* [DOCUMENT EXCERPT]:

On the 3 June 2021 the second Molecular Muscle Experiment, MME2, launched to space from Cape Canaveral (Florida, USA), sending thousands of tiny C. elegans worms to live on board the International Space Station for several days.
Their mission: to help mankind understand spaceflight-induced muscle decline.
Following on from the first MME, MME2 continues with similar aims:
1) To identify the molecular causes of spaceflight-induced biological changes
2) Identify therapeutic interventions that can lessen the negative health changes caused by spaceflight.
Specifically, the MME2 scientists will investigate how spaceflight affects neuromuscular (combination of the nervous system and muscles) signalling, and whether drugs can be used to improve neuromuscular and mitochondrial health during spaceflight. Additionally, the MME2 experiment will fly worms from international collaborators to answer complementary spaceflight-related questions.
Why are worms used for research?
We use the microscopic C. elegans worm (Figure 1), because they are small. This allows scientists to keep millions of them at a time and they are easy and cheap to maintain.
Perhaps surprisingly, C. elegans also display many similarities to humans. For example, C. elegans have muscles, a gut, nerves and a circulatory system. In order to move C. elegans convert food into energy, just like humans.
Whole genome sequencing also revealed that C. elegans have ~19,000 genes, humans have ~25,000 genes. Up to 80% of the genes in C. elegans are similar to human genes. So, C. elegans is an excellent organism for studying the impacts of spaceflight on muscle health.
Space is an extreme environment, which causes many negative health adaptations to the body including the loss of muscle and bone mass. This muscle decline is so extreme that it equates to ageing 40 years in a single year of spaceflight. In order to combat the negative adaptations of muscle during spaceflight astronauts on the International Space Station (ISS) exercise daily, performing endurance (i.e. cycling/ running) and resistance (weight-training type) exercises.

* [TASK GOAL]: Replace "astronauts" with "crew members" in the part of the article on the MME2 worm experiment that opens with the words containing "Whole genome sequencing" and closes with "(weight-training type) exercises.", and give that part with the swap made.

* [GIVEN INFORMATION]:
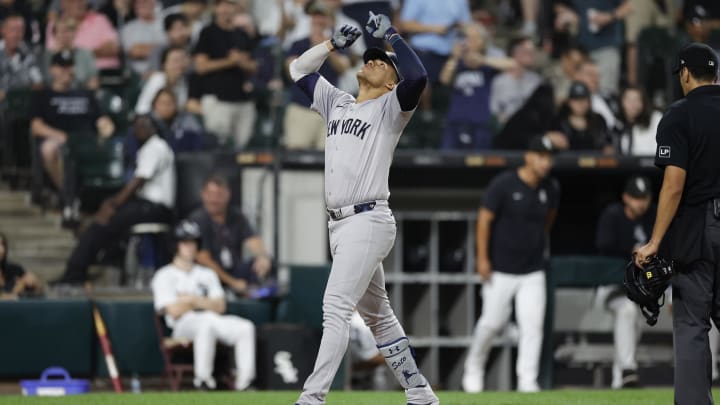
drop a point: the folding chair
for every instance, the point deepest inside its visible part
(178, 354)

* [RESPONSE]:
Whole genome sequencing also revealed that C. elegans have ~19,000 genes, humans have ~25,000 genes. Up to 80% of the genes in C. elegans are similar to human genes. So, C. elegans is an excellent organism for studying the impacts of spaceflight on muscle health.
Space is an extreme environment, which causes many negative health adaptations to the body including the loss of muscle and bone mass. This muscle decline is so extreme that it equates to ageing 40 years in a single year of spaceflight. In order to combat the negative adaptations of muscle during spaceflight crew members on the International Space Station (ISS) exercise daily, performing endurance (i.e. cycling/ running) and resistance (weight-training type) exercises.